Exercise aim:
Each entry below must be repeated word for word.

◆ ◆ ◆ ◆

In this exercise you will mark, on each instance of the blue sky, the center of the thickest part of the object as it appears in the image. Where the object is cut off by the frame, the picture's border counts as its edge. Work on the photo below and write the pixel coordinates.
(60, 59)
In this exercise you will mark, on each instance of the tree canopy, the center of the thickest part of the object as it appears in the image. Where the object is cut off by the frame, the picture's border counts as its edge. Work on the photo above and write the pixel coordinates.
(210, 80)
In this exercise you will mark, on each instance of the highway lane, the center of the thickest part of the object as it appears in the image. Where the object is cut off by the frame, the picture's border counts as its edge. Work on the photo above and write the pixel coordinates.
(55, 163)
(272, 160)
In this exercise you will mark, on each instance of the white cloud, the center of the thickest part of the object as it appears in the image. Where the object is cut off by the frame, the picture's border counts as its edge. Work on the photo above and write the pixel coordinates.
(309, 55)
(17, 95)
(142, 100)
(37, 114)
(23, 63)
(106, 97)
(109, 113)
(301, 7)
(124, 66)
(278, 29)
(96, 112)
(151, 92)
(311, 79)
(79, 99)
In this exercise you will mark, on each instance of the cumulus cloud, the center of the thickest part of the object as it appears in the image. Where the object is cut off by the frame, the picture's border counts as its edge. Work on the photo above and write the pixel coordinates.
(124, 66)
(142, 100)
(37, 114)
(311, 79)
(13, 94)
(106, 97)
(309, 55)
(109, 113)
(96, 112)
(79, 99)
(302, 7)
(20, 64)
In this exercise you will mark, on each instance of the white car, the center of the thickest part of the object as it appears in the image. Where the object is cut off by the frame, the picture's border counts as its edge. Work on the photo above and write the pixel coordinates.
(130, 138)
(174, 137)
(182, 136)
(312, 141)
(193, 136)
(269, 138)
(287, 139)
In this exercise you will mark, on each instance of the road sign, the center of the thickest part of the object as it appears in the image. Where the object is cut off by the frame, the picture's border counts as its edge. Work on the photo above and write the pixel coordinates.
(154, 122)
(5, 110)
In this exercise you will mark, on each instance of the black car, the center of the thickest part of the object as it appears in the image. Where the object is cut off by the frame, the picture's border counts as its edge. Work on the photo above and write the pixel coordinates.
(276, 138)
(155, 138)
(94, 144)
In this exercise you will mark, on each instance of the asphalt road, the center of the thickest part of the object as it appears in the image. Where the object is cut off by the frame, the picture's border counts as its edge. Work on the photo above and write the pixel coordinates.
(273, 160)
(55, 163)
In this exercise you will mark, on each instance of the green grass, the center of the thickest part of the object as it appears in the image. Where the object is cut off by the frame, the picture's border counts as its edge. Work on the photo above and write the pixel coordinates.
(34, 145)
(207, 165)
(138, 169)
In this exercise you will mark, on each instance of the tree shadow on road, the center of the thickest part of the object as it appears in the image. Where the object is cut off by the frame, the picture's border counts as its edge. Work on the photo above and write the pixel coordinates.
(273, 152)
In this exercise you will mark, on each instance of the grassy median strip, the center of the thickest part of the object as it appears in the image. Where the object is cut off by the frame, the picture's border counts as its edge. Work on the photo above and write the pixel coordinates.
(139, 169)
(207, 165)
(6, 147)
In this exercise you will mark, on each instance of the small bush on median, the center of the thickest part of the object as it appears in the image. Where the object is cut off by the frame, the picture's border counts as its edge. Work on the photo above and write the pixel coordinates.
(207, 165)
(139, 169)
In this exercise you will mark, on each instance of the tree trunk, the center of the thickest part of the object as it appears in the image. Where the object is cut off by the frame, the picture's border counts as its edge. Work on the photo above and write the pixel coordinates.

◆ ◆ ◆ ◆

Full output:
In this exercise you will mark, on each instance of the blue sky, the center of the thickest part of the object as it appears in the image. Where the object is cut off by the frame, the picture's border counts as its edge. Work on the photo below and write the pixel coordinates.
(60, 59)
In this exercise you will mark, on each instance of the tree canopy, the center of the thickest part of the object as it appears in the image. Where the object is cut off by the frame, the picture's border counts as its edge. Work on the photo above and write the pixel coordinates.
(210, 80)
In this exercise you will mark, on each instance of the highway lane, the center of the thickest part of the object as it appears in the image. Where the object is cut off by the frame, the picture's border counts as its edge. Work on the photo above and write the pixel coordinates.
(55, 163)
(272, 160)
In this exercise you will mark, on each instance of the white cloud, the center of the thickest part of the object as it appears in the image. Where the object is cut off by the frame, the picture's border counts as its edge. Work on the photo above and write the pixel coordinates.
(309, 55)
(17, 95)
(142, 100)
(37, 114)
(23, 63)
(106, 97)
(109, 113)
(301, 7)
(124, 66)
(278, 29)
(96, 112)
(151, 92)
(311, 79)
(79, 99)
In this exercise you will mark, on each instance of the cumulus cloud, the center of the thickest part of the object as it appears in the image. Where the object is cut off by the frame, the picture's border counts as its edge. Work on the photo above and write the pixel coordinates.
(124, 66)
(142, 100)
(37, 114)
(311, 79)
(13, 94)
(106, 97)
(309, 55)
(109, 113)
(96, 112)
(79, 99)
(302, 7)
(20, 64)
In this exercise you will mark, on each instance of the white car, the center of the thickest part of the object as it appears in the image. Where the object is cut off by the frame, the picture's border counts as its edge. Work on the photo above and write the pixel coordinates.
(130, 138)
(174, 137)
(182, 136)
(312, 141)
(193, 136)
(269, 138)
(287, 139)
In this exercise you will mark, on each instance of the road sign, the center of the thickest part of the object as it appears in the image. Where the object is cut off by the frame, the picture's border counts as its edge. Work on the photo above and write the pixel coordinates.
(154, 122)
(5, 110)
In this exercise you will mark, on each instance of the black car, the center of the thickest part of the object as it appears in the image. Where the object is cut off by the frame, the picture's border counts as its edge. Work on the photo above and write the pixel coordinates.
(276, 138)
(155, 138)
(94, 144)
In this exercise you will mark, on each instance of the asphalt road, the center of the thickest part of the object as it appears in the image. Where the object is cut off by the frame, the picture's border counts as its edge. Work on the photo above and write the pixel coordinates.
(273, 160)
(55, 163)
In this exercise you will mark, on each instance of the green grass, the center of the thickest part of the object as it appears in the image. Where the object is cut off by the frame, the picture's border counts as its edge. Work on the photo above and write the pixel coordinates.
(34, 145)
(207, 165)
(138, 169)
In this exercise you will mark, on each instance of the tree shadow on road, the center of the thickest part of the object as it appears in the image. Where the object is cut off by the frame, the picture's border counts as its edge. Work on the photo above and write the pixel coordinates.
(273, 152)
In this exercise you will mark, on each instance of the grassy median strip, the center of the thickest part of the object as it appears in the image. Where the object is cut off by the frame, the picture's border counts as its edge. Work on the photo above and write the pixel coordinates.
(139, 169)
(207, 165)
(6, 147)
In this exercise you will mark, on each instance of the small bush on median, the center of the thickest part of the object as it appears in the image. Where the object is cut off by the frame, the picture's border counts as its edge. Work on the photo above and write the pixel coordinates.
(207, 165)
(139, 169)
In this exercise you will mark, on each instance of the tree trunk, the center of the thickest part of the object as it appears in the image. Where the object is cut off by the frame, the picture's border counts as its edge. Work on the photo above and write the pixel coordinates.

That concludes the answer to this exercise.